• **Information supplied**
────────

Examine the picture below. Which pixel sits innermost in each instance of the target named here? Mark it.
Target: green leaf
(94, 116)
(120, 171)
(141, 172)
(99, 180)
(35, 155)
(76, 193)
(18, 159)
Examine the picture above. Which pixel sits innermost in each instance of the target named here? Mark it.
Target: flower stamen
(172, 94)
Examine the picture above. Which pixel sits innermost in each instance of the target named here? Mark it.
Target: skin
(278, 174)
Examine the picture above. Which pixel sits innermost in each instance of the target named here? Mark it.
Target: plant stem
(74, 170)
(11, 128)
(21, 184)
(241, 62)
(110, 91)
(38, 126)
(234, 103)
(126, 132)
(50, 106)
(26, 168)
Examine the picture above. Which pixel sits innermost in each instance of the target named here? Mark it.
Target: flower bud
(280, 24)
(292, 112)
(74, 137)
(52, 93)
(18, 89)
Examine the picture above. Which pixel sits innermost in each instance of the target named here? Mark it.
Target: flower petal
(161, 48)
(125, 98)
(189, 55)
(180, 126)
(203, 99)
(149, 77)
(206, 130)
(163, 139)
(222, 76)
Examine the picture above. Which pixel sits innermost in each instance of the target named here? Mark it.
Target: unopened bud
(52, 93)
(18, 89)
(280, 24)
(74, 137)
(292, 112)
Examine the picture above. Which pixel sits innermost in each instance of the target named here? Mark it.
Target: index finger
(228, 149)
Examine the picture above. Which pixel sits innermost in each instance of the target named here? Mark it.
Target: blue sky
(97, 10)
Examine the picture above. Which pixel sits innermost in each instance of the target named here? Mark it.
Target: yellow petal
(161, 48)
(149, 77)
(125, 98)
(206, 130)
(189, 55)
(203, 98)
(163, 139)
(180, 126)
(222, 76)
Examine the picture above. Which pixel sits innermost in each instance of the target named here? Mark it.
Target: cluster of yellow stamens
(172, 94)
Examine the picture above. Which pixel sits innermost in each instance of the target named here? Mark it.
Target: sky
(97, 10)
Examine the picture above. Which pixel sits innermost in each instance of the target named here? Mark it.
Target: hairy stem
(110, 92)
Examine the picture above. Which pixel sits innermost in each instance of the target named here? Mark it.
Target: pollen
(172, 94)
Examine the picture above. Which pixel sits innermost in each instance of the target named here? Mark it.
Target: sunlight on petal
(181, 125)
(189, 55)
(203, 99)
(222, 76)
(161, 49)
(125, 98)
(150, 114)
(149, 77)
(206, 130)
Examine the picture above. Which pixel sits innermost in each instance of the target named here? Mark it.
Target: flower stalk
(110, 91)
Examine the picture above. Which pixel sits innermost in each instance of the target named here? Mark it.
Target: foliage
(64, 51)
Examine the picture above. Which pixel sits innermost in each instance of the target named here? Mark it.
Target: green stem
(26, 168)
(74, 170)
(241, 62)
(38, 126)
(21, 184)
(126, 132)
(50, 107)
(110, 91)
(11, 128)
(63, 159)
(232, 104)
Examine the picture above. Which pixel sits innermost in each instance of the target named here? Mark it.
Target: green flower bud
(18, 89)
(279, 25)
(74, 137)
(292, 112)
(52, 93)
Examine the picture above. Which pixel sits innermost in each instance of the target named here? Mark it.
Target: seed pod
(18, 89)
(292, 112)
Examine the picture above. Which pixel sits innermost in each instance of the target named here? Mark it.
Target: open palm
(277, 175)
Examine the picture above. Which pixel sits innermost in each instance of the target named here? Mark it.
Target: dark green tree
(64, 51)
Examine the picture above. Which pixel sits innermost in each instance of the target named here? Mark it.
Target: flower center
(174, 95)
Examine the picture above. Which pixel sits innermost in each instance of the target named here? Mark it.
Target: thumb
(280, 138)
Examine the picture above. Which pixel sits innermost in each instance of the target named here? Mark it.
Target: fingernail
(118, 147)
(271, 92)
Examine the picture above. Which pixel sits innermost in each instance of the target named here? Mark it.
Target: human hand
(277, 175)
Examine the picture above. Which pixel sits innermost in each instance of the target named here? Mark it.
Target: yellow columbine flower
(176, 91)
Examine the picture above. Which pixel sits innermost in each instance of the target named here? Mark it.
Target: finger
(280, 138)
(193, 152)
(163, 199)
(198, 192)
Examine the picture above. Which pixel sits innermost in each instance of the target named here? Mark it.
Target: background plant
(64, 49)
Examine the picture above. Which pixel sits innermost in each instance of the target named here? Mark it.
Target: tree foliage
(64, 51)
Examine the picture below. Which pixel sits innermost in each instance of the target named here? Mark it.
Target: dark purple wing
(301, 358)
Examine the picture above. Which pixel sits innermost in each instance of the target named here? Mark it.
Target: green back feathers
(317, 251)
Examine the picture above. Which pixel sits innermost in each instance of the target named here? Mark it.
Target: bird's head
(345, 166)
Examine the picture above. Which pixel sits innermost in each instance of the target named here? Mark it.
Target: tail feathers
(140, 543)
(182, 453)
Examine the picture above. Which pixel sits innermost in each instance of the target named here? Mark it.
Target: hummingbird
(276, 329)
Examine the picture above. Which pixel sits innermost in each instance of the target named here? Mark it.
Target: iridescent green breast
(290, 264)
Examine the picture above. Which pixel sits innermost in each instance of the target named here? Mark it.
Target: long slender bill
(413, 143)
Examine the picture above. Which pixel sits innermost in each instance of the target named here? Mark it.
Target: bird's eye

────────

• **What you have to do**
Please restate the data word for word, every record included.

• **Exercise result**
Examine the picture below. Which pixel sits innermost in each instance of the target named here? Mark it.
Target: green leaf
(94, 116)
(120, 171)
(141, 172)
(99, 180)
(35, 155)
(76, 193)
(18, 159)
Examine the picture above. Which pixel sits innermost in each instance of the target named here? Mark it.
Target: flower stamen
(172, 94)
Examine the picture above. Which pixel sits innermost in each instance of the target named here? Mark it.
Target: skin
(278, 174)
Examine the picture above. Which pixel sits innermost in each instance of the target named here? Mark it.
Target: plant stem
(74, 170)
(11, 128)
(21, 184)
(241, 62)
(110, 91)
(38, 126)
(234, 103)
(126, 132)
(50, 106)
(26, 168)
Examine the picture above. Which pixel sits innermost in each instance of the target named here? Mark it.
Target: flower bud
(280, 24)
(292, 112)
(74, 137)
(52, 93)
(18, 89)
Examine the picture above. Which pixel sits innermost in each instance of the target named here? Mark it.
Target: flower petal
(161, 48)
(125, 98)
(189, 55)
(180, 126)
(203, 99)
(149, 77)
(206, 130)
(163, 139)
(222, 76)
Examine the picture above. Which pixel sits innermost in each instance of the target named here? Mark it.
Target: unopened bud
(52, 93)
(18, 89)
(280, 24)
(74, 137)
(292, 112)
Examine the picture above. Which pixel sits innermost in each instance of the target named here? Mark it.
Target: index finger
(228, 149)
Examine the picture above. Which pixel sits innermost in each instance of the target named here? Mark it.
Target: blue sky
(97, 10)
Examine the picture above. Which pixel sits innermost in each instance of the target named here? Mark it.
Target: yellow petal
(161, 48)
(149, 77)
(125, 98)
(206, 130)
(189, 55)
(203, 98)
(163, 139)
(180, 126)
(222, 76)
Examine the picture above. Which pixel sits innermost in each instance of the target named here? Mark it.
Target: cluster of yellow stamens
(172, 94)
Examine the picture above. Which pixel sits innermost in each instance of the target named here? Mark it.
Target: sky
(97, 10)
Examine the picture above. Which pixel sits innermost in each instance of the target named here? Mark it.
Target: hairy stem
(110, 92)
Examine the picture above. Which pixel sits innermost in each instance of the target named here? Mark it.
Target: pollen
(172, 94)
Examine the picture above. Which pixel sits innermost in each instance of the target named here? Mark it.
Target: sunlight on petal
(181, 125)
(189, 55)
(203, 99)
(222, 76)
(161, 49)
(125, 98)
(150, 114)
(149, 77)
(206, 130)
Examine the picture above. Which pixel sits innermost in each instance of the target named here? Mark it.
Target: flower stalk
(110, 91)
Examine the picture above. Which pixel sits innermost in each instance of the target named here? Mark it.
Target: foliage
(64, 51)
Examine the picture above. Which pixel sits innermost in each instance of the target named here? Mark it.
Target: green stem
(26, 168)
(74, 170)
(241, 62)
(38, 126)
(21, 184)
(126, 132)
(50, 107)
(110, 91)
(11, 128)
(63, 159)
(232, 104)
Examine the picture above. Which pixel sits innermost in each instance of the target named here? Mark it.
Target: green flower bud
(18, 89)
(279, 25)
(74, 137)
(292, 112)
(52, 93)
Examine the picture above. Which pixel sits innermost in each instance of the target named here? Mark it.
Target: seed pod
(18, 89)
(292, 112)
Examine the picture above. Which pixel sits innermost in each instance of the target named here? Mark it.
Target: open palm
(277, 175)
Examine the picture above. Which pixel sits innermost in each instance of the target named here? Mark it.
Target: dark green tree
(64, 51)
Examine the picture above. Which pixel sits innermost in each instance of the target named here? Mark it.
Target: flower center
(174, 95)
Examine the picture above. Which pixel sits innermost in each instance of the target named here? Mark it.
Target: thumb
(280, 138)
Examine the picture above. Which pixel sits innermost in each instance of the target named here? Mark it.
Target: fingernail
(118, 147)
(271, 92)
Examine the picture above. Which pixel sits innermost in each instance of the target named here? Mark it.
Target: human hand
(277, 175)
Examine the picture above. Which pixel sits innermost in each instance of the target named here? Mark it.
Target: yellow columbine flower
(176, 91)
Examine the picture above. Which pixel sits innermost in each instance of the target named here? Mark it.
Target: finger
(280, 138)
(193, 152)
(163, 199)
(198, 192)
Examine the picture above. Which pixel sits innermost in each instance of the target named here? Mark it.
Target: background plant
(64, 49)
Examine the picture above. Which pixel sits innermost in each instance of the target named here? Mark it.
Target: tree foliage
(64, 51)
Examine the picture below. Which pixel sits innermost in each instance of the target named here? Mark it.
Target: dark purple wing
(301, 358)
Examine the picture above. Which pixel sits innermost in each instance of the target named here? Mark it.
Target: green back feathers
(317, 251)
Examine the picture above. Which pixel sits innermost in each instance of the target named here? Mark it.
Target: bird's head
(345, 166)
Examine the picture above. Which pixel sits innermost in each instance of the target named here? Mark it.
Target: tail feathers
(140, 543)
(182, 453)
Examine the picture above. Which pixel sits innermost in each instance of the target named here? Mark it.
Target: hummingbird
(276, 329)
Examine the picture above. Which pixel sits innermost in each instance of the target named here? Mark it.
Target: iridescent green breast
(290, 264)
Examine the picture above. Which pixel sits innermost in each instance of the target named here? Mark it.
Target: long slender bill
(413, 143)
Examine the picture above. Which pixel sits innermost in each instance of the target named here? Mark it.
Target: bird's eye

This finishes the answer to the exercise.